┌──

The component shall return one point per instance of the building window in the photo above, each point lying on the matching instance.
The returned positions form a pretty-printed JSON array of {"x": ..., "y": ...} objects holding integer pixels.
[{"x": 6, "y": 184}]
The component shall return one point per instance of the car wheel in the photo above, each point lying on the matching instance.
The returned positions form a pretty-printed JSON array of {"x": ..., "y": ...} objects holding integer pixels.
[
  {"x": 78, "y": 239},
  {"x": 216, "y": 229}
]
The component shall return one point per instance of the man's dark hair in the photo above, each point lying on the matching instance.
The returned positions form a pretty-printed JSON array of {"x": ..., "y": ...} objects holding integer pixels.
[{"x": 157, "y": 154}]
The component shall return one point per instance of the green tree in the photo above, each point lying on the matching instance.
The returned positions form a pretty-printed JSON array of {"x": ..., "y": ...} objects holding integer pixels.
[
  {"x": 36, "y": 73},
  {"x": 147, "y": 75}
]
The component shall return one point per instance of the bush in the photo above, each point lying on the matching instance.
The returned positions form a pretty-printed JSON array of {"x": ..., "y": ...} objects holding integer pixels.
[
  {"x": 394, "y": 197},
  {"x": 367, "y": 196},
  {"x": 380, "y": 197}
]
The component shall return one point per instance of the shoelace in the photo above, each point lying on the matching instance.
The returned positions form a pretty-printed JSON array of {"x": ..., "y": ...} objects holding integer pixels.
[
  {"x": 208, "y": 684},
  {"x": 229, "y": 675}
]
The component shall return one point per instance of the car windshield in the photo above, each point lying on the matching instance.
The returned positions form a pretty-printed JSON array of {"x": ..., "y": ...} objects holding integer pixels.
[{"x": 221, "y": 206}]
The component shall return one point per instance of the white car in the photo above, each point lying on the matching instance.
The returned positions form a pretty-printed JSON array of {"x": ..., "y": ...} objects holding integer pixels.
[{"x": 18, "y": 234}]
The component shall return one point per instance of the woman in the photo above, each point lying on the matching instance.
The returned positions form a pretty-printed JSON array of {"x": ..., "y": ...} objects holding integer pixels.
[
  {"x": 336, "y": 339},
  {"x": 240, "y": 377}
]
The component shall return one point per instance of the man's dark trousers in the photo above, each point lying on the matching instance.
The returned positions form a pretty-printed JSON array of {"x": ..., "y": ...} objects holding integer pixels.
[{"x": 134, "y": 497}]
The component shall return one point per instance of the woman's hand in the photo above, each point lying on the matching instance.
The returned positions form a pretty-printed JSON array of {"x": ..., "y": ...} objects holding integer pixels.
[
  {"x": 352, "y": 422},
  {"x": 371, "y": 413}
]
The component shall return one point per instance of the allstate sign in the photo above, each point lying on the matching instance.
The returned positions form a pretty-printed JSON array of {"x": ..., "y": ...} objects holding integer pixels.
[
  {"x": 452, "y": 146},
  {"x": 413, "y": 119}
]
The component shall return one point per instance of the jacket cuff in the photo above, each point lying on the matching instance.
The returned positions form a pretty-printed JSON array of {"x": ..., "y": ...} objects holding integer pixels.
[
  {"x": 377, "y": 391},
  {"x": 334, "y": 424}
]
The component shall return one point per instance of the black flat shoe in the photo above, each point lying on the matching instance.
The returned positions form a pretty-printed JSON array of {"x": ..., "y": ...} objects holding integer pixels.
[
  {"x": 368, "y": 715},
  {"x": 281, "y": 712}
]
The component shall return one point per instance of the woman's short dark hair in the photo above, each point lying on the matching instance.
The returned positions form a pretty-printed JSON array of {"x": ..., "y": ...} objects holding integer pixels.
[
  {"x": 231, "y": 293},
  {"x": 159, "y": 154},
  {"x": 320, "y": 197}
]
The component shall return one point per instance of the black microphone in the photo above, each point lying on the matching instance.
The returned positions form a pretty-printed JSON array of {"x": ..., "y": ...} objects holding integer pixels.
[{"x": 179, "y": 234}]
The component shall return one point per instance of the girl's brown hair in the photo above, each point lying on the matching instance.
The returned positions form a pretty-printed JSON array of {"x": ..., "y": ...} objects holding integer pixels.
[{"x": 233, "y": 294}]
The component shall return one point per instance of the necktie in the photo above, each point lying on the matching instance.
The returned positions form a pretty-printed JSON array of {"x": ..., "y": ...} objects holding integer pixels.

└──

WORK REQUEST — A complete answer gives every line of the data that includes "hair".

WRITTEN ANSWER —
The component shall return one point per instance of the man's dark hair in the photo above, each point lying on the matching instance.
The component shall return one point per instance of the woman's short dark hair in the photo above, each point lying on the matching instance.
The component shall return one point per instance of the girl's brown hair in the photo above, each point lying on the matching instance.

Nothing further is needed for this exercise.